Challenge: Copy out each of the records below line for line, changing nothing.

Supplied data:

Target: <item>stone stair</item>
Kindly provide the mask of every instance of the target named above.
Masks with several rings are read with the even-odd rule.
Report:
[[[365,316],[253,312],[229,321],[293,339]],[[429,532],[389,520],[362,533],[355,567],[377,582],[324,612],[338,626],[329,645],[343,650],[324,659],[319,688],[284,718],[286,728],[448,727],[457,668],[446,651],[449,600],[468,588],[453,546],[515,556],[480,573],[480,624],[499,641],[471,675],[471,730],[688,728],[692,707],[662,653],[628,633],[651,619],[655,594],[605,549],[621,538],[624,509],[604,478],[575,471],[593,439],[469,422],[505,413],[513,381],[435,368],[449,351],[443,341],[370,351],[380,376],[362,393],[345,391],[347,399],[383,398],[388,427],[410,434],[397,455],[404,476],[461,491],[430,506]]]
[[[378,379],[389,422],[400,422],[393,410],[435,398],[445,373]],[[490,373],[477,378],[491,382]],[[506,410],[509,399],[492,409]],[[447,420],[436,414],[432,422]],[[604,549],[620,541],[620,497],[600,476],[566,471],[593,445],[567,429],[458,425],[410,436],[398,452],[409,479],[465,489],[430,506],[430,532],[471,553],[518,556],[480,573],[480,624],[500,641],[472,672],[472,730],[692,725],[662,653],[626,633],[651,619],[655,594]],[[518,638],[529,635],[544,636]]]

Answer to the task:
Target: <item>stone stair</item>
Kindly provide the mask of every instance of the target named above.
Masks with several rings are read with the even-odd rule.
Report:
[[[365,316],[253,312],[229,321],[293,339]],[[429,532],[389,520],[362,533],[355,567],[377,582],[324,612],[338,626],[329,645],[343,650],[324,659],[319,688],[284,718],[286,728],[448,727],[457,668],[446,651],[449,600],[468,588],[453,546],[515,556],[480,573],[480,624],[499,641],[471,675],[471,730],[688,728],[692,707],[662,653],[628,633],[651,619],[655,594],[605,549],[621,538],[624,509],[604,478],[575,471],[593,439],[469,422],[505,413],[513,381],[435,368],[449,351],[443,341],[370,351],[380,376],[362,393],[345,391],[347,399],[383,398],[388,427],[410,434],[397,455],[404,476],[461,491],[430,506]]]
[[[378,379],[389,422],[400,422],[393,410],[435,398],[445,373]],[[490,373],[477,378],[491,382]],[[506,410],[509,399],[492,409]],[[447,420],[436,414],[432,422]],[[604,549],[620,541],[620,497],[600,476],[566,471],[593,445],[567,429],[458,425],[410,436],[398,452],[409,479],[465,489],[430,506],[430,532],[471,553],[518,556],[480,573],[480,624],[500,641],[472,672],[472,730],[692,725],[662,653],[626,633],[651,619],[655,594]],[[518,638],[529,635],[544,636]]]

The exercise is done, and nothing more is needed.